- WORK REQUEST:
Extend the forum thread about a lack of sex in a marriage, picking up after its final post.

Here - a quote for you on courage and hope:

“_If my mind can conceive it, and my heart can believe it, I know I can achieve it.” ~ Jesse Jackson _ 

I don't think you should be so willing to give up so easily. Why not fight the good fight for your marriage and your wife?

God Bless.


----------



## Laurae1967 (May 10, 2011)

I think you need to sit her down and talk to her. You are not doing her any favors or yourself by not being plainspoken with her about your feelings.

If your wife cares about you and your feelings, she will want to improve things. But how can she do that if you don't tell her what you need?

In my first marriage, I actively avoided sex with my husband because I resented him and his inability to meet my needs. We also has two young kids and I worked full time, but if I had been "feeling it", I would have had more sex with him. Unfortunately, we never discussed our lame sex life....it was like the elephant in the room. I should have let him know what I was feeling (that he didn't appreciate me, didn't show affection unless he wanted to get laid, didn't touch me in the right way, etc.) and he should have talked to me about his feelings (I need sex from you, we need to work on this, etc.). Untimately, we got divorced and I am remarried.

Sex is an important aspect of any marriage and your ability to openly communicate about your needs is so important!!! Don't assume you will upset her by talking about it. Even if she is upset, too bad. She will get over it. But she needs to know that the lack of sex is harming your marriage...because it is.


----------



## Benevolent (Oct 7, 2011)

Nalla80 - I do ask for sex, in fact I have even spoke with her about it a few times in the past. But when I get rejected it effects my self esteem, so I stopped asking to avoid the rejection.

- STORED DATA:
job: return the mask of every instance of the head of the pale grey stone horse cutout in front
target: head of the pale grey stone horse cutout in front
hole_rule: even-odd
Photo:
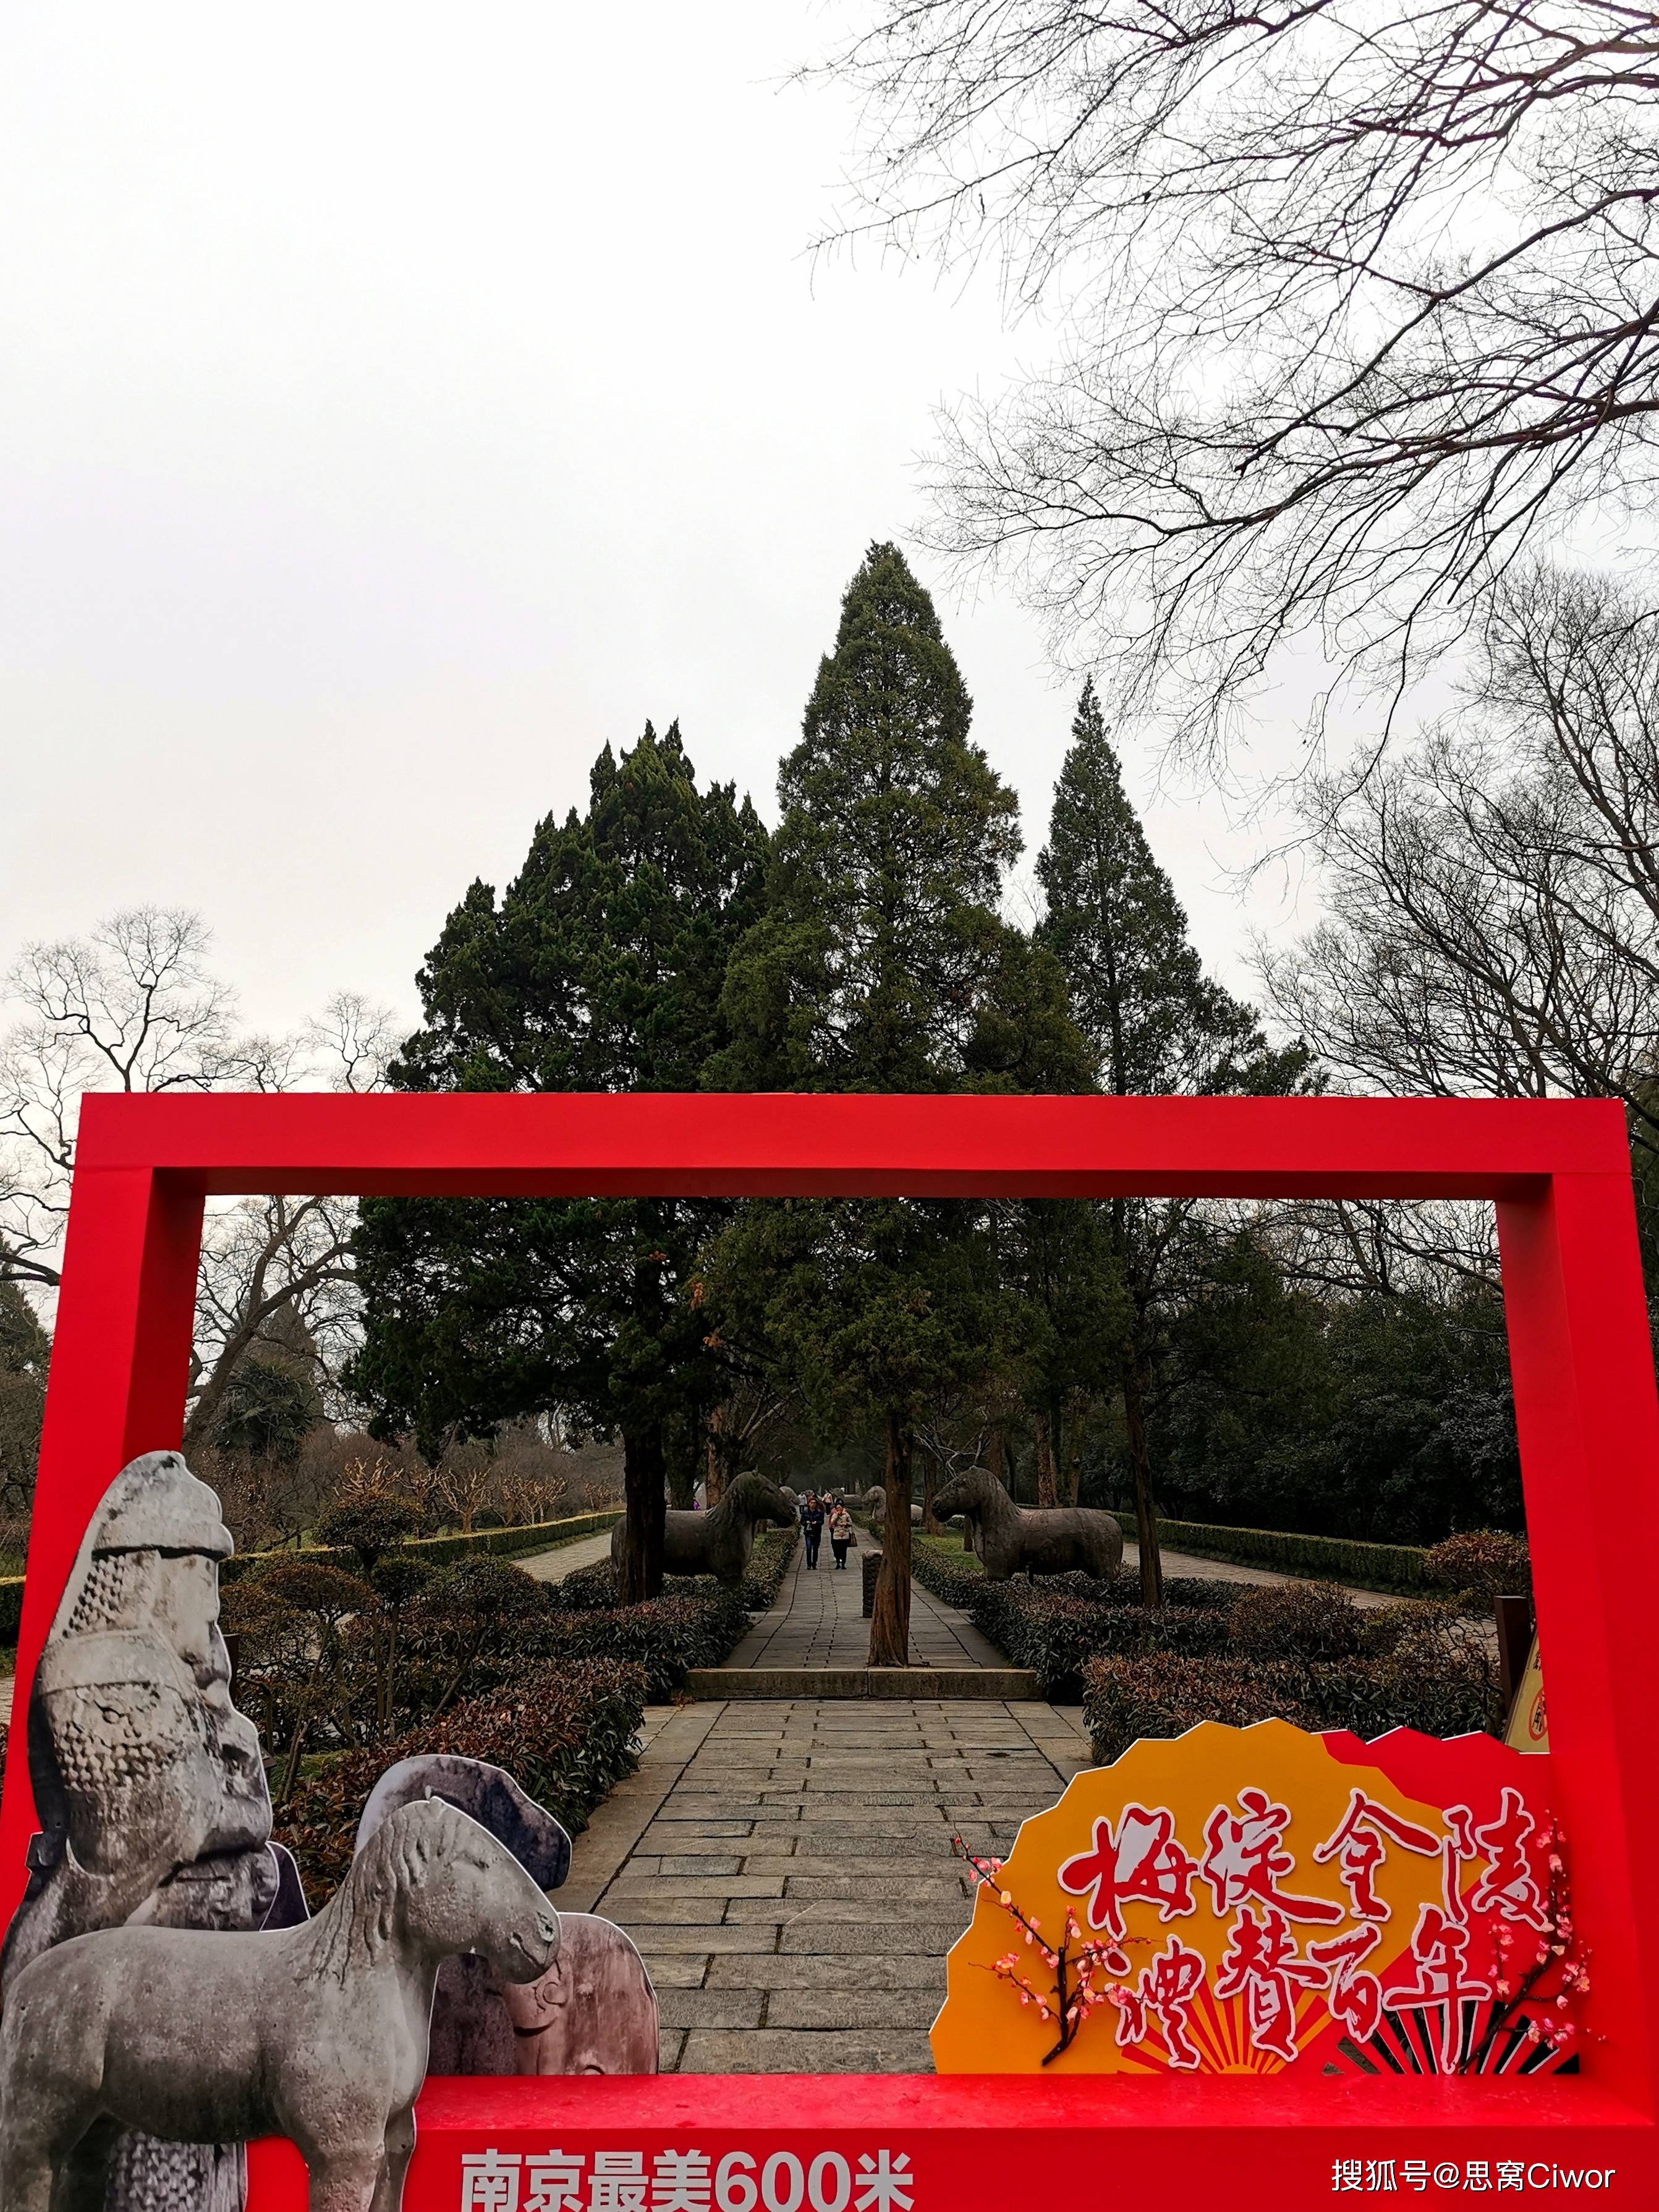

- ANSWER SPACE:
Our kids are asleep even earlier, by 8:00pm or 8:30pm. I go through and feel the exact same way you do every evening. Since I don't get sex (or any type of intimacy), I end up masturbating, but it frustrates me - even though I get the release I crave, it is no substitute for sex as something is always missing (mutual intimacy). In fact, I have began to resent masturbating because I feel that it "feeds" my desire, which in turn makes me want sex more. That is why I have gone cold turkey for almost 2 weeks now - it has been quite difficult, but we'll see what happens.

Yup, in the good old days we tried the dice game, but now, it is only pretty much one position because she just wants to get it over and done with ASAP since it is a chore for her.

Thanks Enchantment - I appreciate your words of support.

Nope, I don't want a life of celibacy. But on the other hand, she knows that it is important to me already. I feel like talking to her might get her to agree to have more sex with me, but that's not all I want - I want her to want it, I want her to feel it emotionally. Talking to her won't install these emotions in her, so I feel like it defeats the purpose. If I just wanted an outlet I could keep on masturbating...


----------



## Enchantment (May 11, 2011)

I want you to go out to this web-site and do some exploring around. I've attached one of the articles that you may be interested in. The book is also very good (yes, I actually read it and I'm not a man  ).

8 Tools That'll Change Your Life | Relationship Advice for Men, Mentoring to Become a Better Man

I think you should consider posting in the Men's Clubhouse - get some of that male support and mentoring. It's pretty obvious that us ladies are thinking wanting to have sex with your wife is a good thing. 

Best wishes.


----------



## Benevolent (Oct 7, 2011)

Thanks 

I will take a look.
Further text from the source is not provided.